Görev Listesi →
a) Köşe yazısında "Malum zatın amacı" sözlerinden başlayıp "Şeffaflık icabıymış..." sözlerine kadar uzanan bölümün tamamını hiçbir değişiklik yapmadan tekrarla.
b) Köşe yazısına göre malum zat, kimlerin mal beyanında bulunmasını istiyor?
c) Köşe yazısında "Malum zat (Ahmet Davutoğlu), Cumhurbaşkanlarının" diye başlayan paragrafı daha kısa bir biçimde yeniden yaz.

Sayfa Alıntısı →
--

Malum zatın amacı Erdoğan’ı Yüce Divan’a yollamaktı

Malum zat (Ahmet Davutoğlu), Cumhurbaşkanlarının (özellikle son üç Cumhurbaşkanının) mal beyanında bulunmalarını istiyor. 

Şeffaflık icabıymış... 

Lafı eğip bükmeye gerek yok. 

Malum zat (yani Ahmet Davutoğlu) Cumhurbaşkanı Erdoğan’a hırsız demeye çalışıyor. 

Biraz yürekli olsa, eylemin adını dosdoğru koyacak... “Siyasette şeffaflık” filan diyerek laf dolandırıyor. 

Şeffaflık iyidir… 

Dolayısıyla, Cumhurbaşkanları mal varlıklarını açıklamalıdır... 

Peki, Başbakanlar? 

Başbakanlar açıklamamalı mıdır? 

Özellikle “örtülü ödenek” paraları... 

Bu paraların nereye gittiği kalem kalem dercedilmemeli midir?

--

Kaynak Veriler →
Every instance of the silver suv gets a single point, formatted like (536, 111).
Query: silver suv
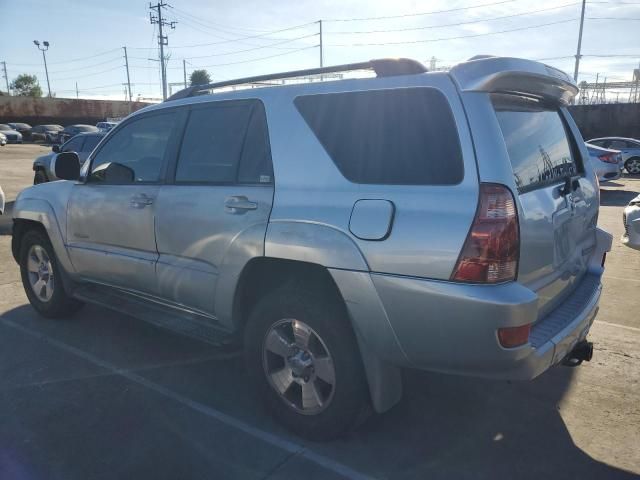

--

Tam Çözümler →
a)
Malum zatın amacı Erdoğan’ı Yüce Divan’a yollamaktı

Malum zat (Ahmet Davutoğlu), Cumhurbaşkanlarının (özellikle son üç Cumhurbaşkanının) mal beyanında bulunmalarını istiyor. 

Şeffaflık icabıymış...

b) Cumhurbaşkanlarının, özellikle de son üç Cumhurbaşkanının mal beyanında bulunmasını istiyor.

c) Ahmet Davutoğlu, başta son üçü olmak üzere Cumhurbaşkanlarından mal beyanı istiyor.